§ Tasks
- a) In the article on the states' investigation of OpenAI, rewrite the last paragraph, beginning "New York State Attorney General Letitia James served OpenAI a subpoena," as a short bulleted list that keeps its main facts.
- b) Reproduce the passage of the article on the states' investigation of OpenAI starting at "An OpenAI spokesperson" and ending at "the Journal reported.".
- c) Continue the article on the states' investigation of OpenAI from where it stops.

§ Extract
OpenAI says it's 'committed to learning' as a coalition of states investigates ChatGPT's impact on young users
New York State Attorney General Letitia James served OpenAI a subpoena on Friday seeking a wide range of documents, The Wall Street Journal reported.
Anadolu/Anadolu via Getty Images
- A group of states is now investigating OpenAI.
- New York State Attorney General Letitia James sent a subpoena to the company on Friday.
- OpenAI said it's taking the concerns "seriously" and is "committed to learning."
OpenAI said it's "committed to learning" after a coalition of states launched an investigation into how the tech startup's products impact users.
An OpenAI spokesperson said in a statement that it's taking the states' concerns "seriously" and will "engage constructively with their offices."
"Today's ChatGPT includes a more protective experience for minors and people experiencing difficult situations, with safeguards that direct them to real-world resources and trusted human contacts," the spokesperson said.
"None of this changes what families have gone through, but we are committed to learning, improving, and getting this right," they added.
New York State Attorney General Letitia James served OpenAI a subpoena on Friday seeking a wide range of documents, The Wall Street Journal first reported. The documents pertained to user engagement and retention, the company's handling of health and consumer data, deep learning models, activities related to young and older users, and more, the Journal reported.

Collected data entries:
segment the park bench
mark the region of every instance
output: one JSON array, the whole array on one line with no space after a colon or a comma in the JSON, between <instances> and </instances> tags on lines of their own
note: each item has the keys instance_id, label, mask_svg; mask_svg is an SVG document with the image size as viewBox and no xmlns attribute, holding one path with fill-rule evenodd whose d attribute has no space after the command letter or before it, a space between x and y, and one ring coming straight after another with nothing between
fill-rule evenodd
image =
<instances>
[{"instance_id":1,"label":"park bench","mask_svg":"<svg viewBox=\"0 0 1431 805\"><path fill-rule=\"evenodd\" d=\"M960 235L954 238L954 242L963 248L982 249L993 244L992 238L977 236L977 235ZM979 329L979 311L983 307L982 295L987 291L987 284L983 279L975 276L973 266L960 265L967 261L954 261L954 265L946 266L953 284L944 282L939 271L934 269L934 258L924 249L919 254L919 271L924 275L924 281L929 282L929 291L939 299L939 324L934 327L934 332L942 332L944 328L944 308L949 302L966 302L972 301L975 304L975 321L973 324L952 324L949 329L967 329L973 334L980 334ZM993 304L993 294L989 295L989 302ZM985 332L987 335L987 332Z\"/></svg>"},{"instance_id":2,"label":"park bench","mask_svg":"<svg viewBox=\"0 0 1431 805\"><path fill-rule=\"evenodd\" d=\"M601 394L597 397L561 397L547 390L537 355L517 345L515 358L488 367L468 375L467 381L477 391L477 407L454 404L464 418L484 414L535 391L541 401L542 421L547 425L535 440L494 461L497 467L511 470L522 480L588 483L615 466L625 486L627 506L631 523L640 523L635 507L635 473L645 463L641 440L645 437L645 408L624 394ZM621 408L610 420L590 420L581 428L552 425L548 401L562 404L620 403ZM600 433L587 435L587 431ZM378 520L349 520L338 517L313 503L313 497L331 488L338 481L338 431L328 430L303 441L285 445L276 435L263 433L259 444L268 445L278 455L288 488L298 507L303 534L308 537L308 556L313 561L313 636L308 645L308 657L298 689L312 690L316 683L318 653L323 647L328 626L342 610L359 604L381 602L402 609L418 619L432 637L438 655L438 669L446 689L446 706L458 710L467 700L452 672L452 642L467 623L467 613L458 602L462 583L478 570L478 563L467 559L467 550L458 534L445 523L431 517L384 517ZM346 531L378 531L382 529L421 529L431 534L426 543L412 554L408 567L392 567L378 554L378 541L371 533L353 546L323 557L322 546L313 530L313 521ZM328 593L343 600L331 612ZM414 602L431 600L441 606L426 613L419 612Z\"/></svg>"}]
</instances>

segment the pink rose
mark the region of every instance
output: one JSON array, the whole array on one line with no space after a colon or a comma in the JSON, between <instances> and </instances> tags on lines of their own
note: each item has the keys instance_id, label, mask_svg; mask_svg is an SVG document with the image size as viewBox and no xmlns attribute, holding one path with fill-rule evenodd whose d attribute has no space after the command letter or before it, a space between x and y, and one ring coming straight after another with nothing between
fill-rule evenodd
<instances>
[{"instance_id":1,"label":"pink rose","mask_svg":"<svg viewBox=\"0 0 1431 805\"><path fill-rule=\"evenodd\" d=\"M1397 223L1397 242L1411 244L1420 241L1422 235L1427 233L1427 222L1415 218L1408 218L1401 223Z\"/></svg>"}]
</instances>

§ Answers to the tasks
- a)
- On Friday, New York State Attorney General Letitia James served OpenAI a subpoena seeking a wide range of documents, as The Wall Street Journal first reported.
- According to the Journal, the documents concerned:
  - user engagement and retention
  - the company's handling of health and consumer data
  - deep learning models
  - activities related to young and older users
  - other matters

- b)
An OpenAI spokesperson said in a statement that it's taking the states' concerns "seriously" and will "engage constructively with their offices."
"Today's ChatGPT includes a more protective experience for minors and people experiencing difficult situations, with safeguards that direct them to real-world resources and trusted human contacts," the spokesperson said.
"None of this changes what families have gone through, but we are committed to learning, improving, and getting this right," they added.
New York State Attorney General Letitia James served OpenAI a subpoena on Friday seeking a wide range of documents, The Wall Street Journal first reported. The documents pertained to user engagement and retention, the company's handling of health and consumer data, deep learning models, activities related to young and older users, and more, the Journal reported.

- c)
Friday's subpoena is the latest legal headache for OpenAI. The company has navigated copyright infringement claims, privacy lawsuits, and a high-profile trial pitting SpaceX CEO Elon Musk against OpenAI CEO Sam Altman.
Perhaps most concerning, however, are a handful of lawsuits that say ChatGPT contributed to decisions by users to die by suicide. In response to a May report by The New York Times, the company said ChatGPT "is not a substitute for medical or mental health care, and we have continued to strengthen how it responds in sensitive and acute situations with input from mental health experts."
The family of a victim in a fatal campus shooting at Florida State University in April, meanwhile, has also filed a lawsuit against OpenAI. The family says ChatGPT's guardrails failed to recognize the threat in the shooter's conversations with the chatbot. In June, Florida Attorney General James Uthmeier filed yet another lawsuit against OpenAI and Altman over the shooting.
In that complaint, Ulthmeier says ChatGPT has "aided and abetted deadly rampages" and "encouraged vulnerable people into suicide." The state attorney general also says users have become addicted to ChatGPT, a tool that "feigns human compassion to collect their data with no parental oversight."
In response, OpenAI again said it has introduced further safety measures into its products. "Losing a child is the most devastating tragedy that can happen to a family and we know that no words can come close to addressing the pain of such a loss," the company said in a statement at the time.
The coordinated investigation launched by the state attorneys on Friday mirrors a similar investigation into TikTok, which resulted in a 14-state lawsuit now making its way through the courts.
Like the OpenAI investigation, the TikTok lawsuit is led by the attorneys general of California and New York. The states say TikTok knowingly uses addictive features to lure kids, which negatively impacts their mental health.
Lawyers have told Business Insider that it's a common strategy for states to band together when they go after multibillion-dollar companies because they are more expensive for the companies to defend and, should a case falter in one state, the suit can continue in another.
It's also how the government went after Purdue Pharma, the maker of OxyContin, in 2017, and the tobacco industry in the 1990s.